把下方关于 t-SNE 近邻变换器的原文摘录中，从“ncols = np.sum([1”起、到“ncols, 4 * nrows)”止的一段原样照抄出来。

• [原文摘录]:
• • • •

请注意,PyNNDescentTransformer 在第一次 fit 和第一次 transform 期间需要更多时间,这是由于 numba 即时编译器的开销。但在第一次调用之后,编译后的 Python 代码将被 numba 保存在缓存中,后续调用不会受到此初始开销的影响。KNeighborsTransformerNMSlibTransformer 在这里只运行一次,因为它们会显示更稳定的 fittransform 时间(它们没有 PyNNDescentTransformer 的冷启动问题)。

import matplotlib.pyplot as plt
from matplotlib.ticker import NullFormatter

transformers = [
    ("TSNE with internal NearestNeighbors", TSNE(metric=metric, **tsne_params)),
    (
        "TSNE with KNeighborsTransformer",
        make_pipeline(
            KNeighborsTransformer(
                n_neighbors=n_neighbors, mode="distance", metric=metric
            ),
            TSNE(metric="precomputed", **tsne_params),
        ),
    ),
    (
        "TSNE with NMSlibTransformer",
        make_pipeline(
            NMSlibTransformer(n_neighbors=n_neighbors, metric=metric),
            TSNE(metric="precomputed", **tsne_params),
        ),
    ),
]

# init the plot
nrows = len(datasets)
ncols = np.sum([1 for name, model in transformers if "TSNE" in name])
fig, axes = plt.subplots(
    nrows=nrows, ncols=ncols, squeeze=False, figsize=(5 * ncols, 4 * nrows)
)
axes = axes.ravel()
i_ax = 0

for dataset_name, (X, y) in datasets:
    msg = f"Benchmarking on {dataset_name}:"

• • • •

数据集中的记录
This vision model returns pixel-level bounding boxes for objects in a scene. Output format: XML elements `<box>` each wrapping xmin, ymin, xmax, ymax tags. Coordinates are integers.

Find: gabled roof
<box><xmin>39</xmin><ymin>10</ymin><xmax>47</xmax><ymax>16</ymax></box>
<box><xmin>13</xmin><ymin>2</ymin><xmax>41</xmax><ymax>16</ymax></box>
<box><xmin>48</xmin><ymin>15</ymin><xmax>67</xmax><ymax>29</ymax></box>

• • • •

• [预期输出]:
ncols = np.sum([1 for name, model in transformers if "TSNE" in name])
fig, axes = plt.subplots(
    nrows=nrows, ncols=ncols, squeeze=False, figsize=(5 * ncols, 4 * nrows)